Leave every picture out. Set down all the lines below exactly.

-- Opening Marker --

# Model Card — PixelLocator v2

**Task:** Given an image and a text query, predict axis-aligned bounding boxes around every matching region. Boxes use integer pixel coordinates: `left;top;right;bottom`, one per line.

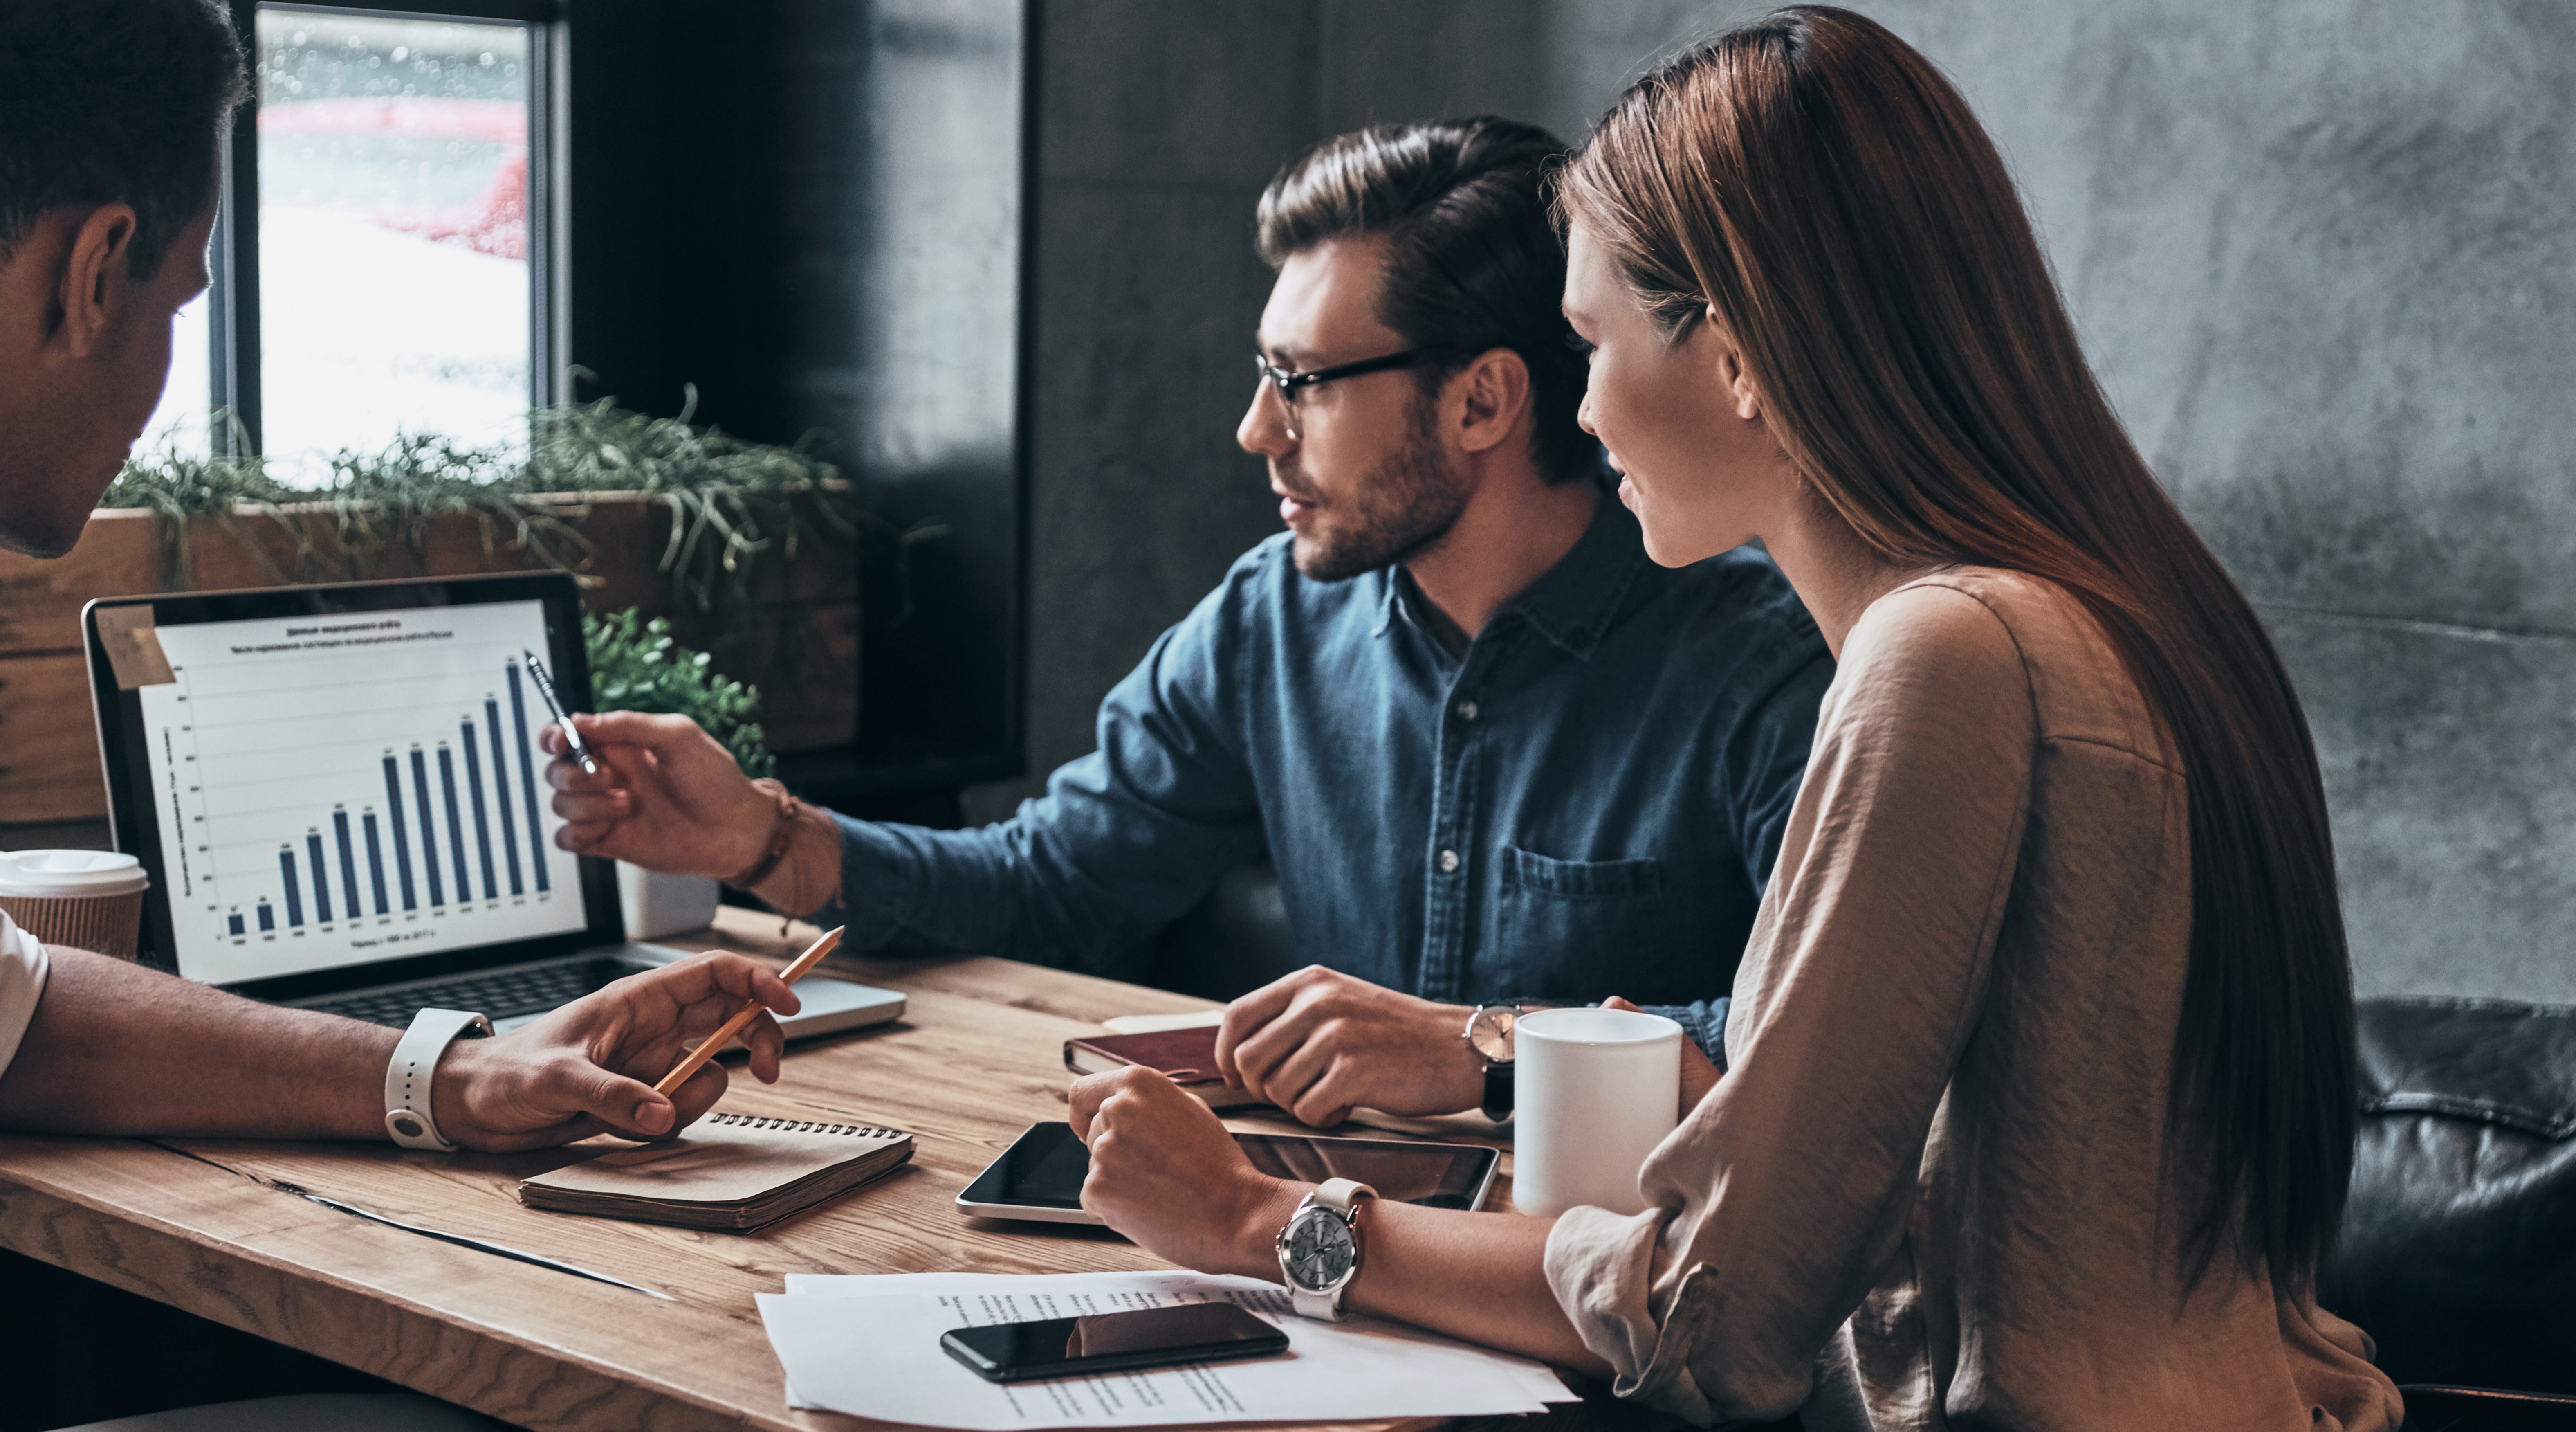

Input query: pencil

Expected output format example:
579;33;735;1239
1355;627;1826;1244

652;926;845;1097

-- Closing Marker --

> **Answer to this exercise**:
# Model Card — PixelLocator v2

**Task:** Given an image and a text query, predict axis-aligned bounding boxes around every matching region. Boxes use integer pixel coordinates: `left;top;right;bottom`, one per line.


Input query: pencil

Expected output format example:
579;33;735;1239
1355;627;1826;1244

652;926;845;1097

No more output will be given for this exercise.